- **Action item**
Set down exactly, from the records below, the line with "Find the mosaic" through the line with "Find the white dining", and nothing else.

- **Data for this exercise**
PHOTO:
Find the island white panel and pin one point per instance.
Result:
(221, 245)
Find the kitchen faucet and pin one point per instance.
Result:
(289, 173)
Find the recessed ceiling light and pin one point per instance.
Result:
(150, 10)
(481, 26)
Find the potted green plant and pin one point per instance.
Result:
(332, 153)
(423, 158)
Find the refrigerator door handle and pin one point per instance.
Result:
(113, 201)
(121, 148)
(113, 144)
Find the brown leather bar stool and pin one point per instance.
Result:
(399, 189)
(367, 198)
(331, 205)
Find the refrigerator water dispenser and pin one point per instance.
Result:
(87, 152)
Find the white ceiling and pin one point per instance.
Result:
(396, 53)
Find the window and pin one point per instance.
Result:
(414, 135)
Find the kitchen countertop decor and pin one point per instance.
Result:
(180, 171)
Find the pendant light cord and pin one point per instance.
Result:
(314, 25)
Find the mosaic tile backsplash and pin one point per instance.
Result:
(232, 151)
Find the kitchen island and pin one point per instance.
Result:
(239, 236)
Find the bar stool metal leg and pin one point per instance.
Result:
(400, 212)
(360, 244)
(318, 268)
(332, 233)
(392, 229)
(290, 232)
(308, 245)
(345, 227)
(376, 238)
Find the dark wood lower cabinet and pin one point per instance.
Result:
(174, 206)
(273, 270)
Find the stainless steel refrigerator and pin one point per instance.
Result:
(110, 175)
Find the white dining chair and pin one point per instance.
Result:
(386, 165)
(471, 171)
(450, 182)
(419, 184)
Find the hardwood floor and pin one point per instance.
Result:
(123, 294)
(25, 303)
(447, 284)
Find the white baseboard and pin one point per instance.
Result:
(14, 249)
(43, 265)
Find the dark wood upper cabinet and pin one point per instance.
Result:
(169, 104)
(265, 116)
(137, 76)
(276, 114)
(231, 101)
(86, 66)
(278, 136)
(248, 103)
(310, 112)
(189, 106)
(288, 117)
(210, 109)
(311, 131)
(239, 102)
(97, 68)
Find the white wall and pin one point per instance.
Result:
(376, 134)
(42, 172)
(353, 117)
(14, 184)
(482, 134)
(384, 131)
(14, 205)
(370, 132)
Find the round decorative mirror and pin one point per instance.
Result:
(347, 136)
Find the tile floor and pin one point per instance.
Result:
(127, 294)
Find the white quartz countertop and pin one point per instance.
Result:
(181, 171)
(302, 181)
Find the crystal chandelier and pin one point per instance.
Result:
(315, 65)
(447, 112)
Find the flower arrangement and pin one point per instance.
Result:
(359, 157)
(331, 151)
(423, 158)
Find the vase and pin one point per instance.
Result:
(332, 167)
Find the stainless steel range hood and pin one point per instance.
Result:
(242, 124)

- **Reply to the exercise**
Find the mosaic tile backsplash and pin one point per instance.
Result:
(232, 151)
Find the kitchen island and pin one point per instance.
Result:
(239, 236)
Find the bar stool metal leg and pin one point per instance.
Result:
(400, 212)
(360, 244)
(318, 268)
(332, 233)
(392, 229)
(290, 232)
(308, 245)
(345, 227)
(376, 238)
Find the dark wood lower cabinet and pin one point per instance.
Result:
(174, 206)
(273, 270)
Find the stainless steel refrigerator and pin one point per instance.
Result:
(110, 175)
Find the white dining chair and pin one point per instance.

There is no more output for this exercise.